-- begin --

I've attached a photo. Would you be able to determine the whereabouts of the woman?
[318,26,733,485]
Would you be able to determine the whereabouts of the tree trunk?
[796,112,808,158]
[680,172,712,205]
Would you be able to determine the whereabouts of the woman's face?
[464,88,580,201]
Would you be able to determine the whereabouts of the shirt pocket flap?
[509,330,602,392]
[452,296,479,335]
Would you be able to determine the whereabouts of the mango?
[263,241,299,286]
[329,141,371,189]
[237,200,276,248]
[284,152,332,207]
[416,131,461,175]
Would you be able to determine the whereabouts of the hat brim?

-- end --
-- begin --

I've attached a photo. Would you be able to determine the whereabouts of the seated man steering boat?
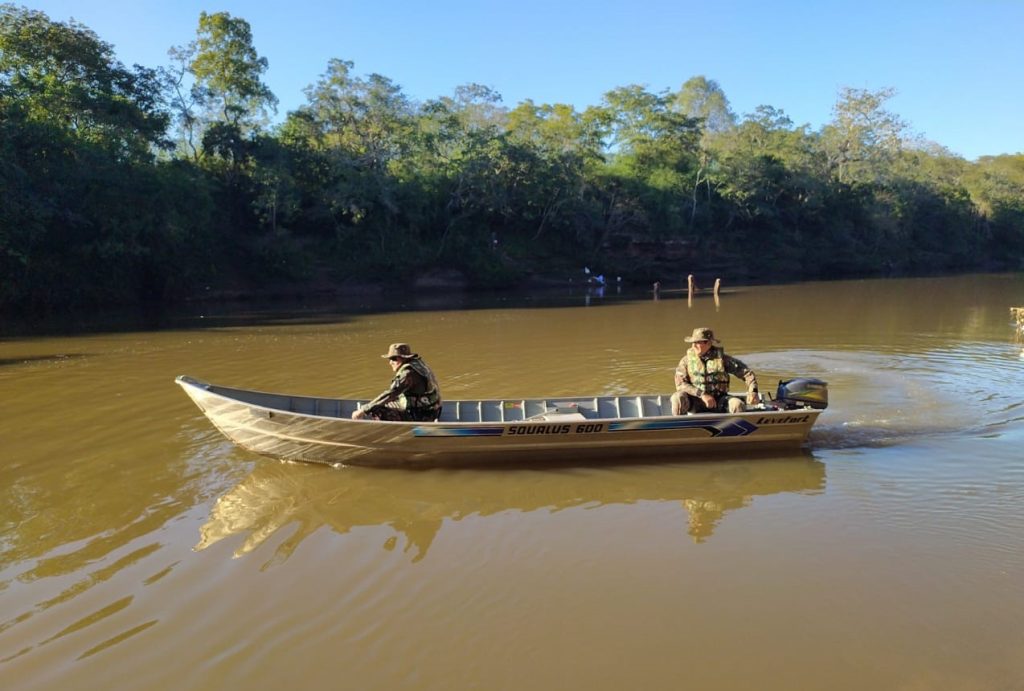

-- end --
-- begin --

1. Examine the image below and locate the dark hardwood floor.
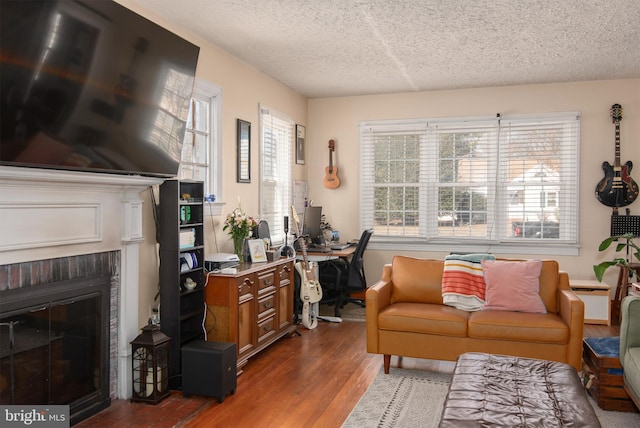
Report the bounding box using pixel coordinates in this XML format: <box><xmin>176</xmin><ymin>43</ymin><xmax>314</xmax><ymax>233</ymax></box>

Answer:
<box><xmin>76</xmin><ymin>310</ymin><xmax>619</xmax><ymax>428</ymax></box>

-- end --

▸ **Given exercise**
Please render these lines as a Markdown table with the columns Row (a running number) and Line, skipping any blank lines. Begin at the line that has "Would you be able to determine the whereabouts of the mango?" and stop after the line that has "Would you be able to determine the whereabouts of the hat".

▸ **The output**
| Row | Line |
|---|---|
| 1 | Would you be able to determine the whereabouts of the mango? |
| 2 | [263,241,299,286] |
| 3 | [329,141,371,189] |
| 4 | [237,200,276,248] |
| 5 | [284,152,332,207] |
| 6 | [416,131,461,175] |
| 7 | Would you be able to determine the whereabouts of the hat brim? |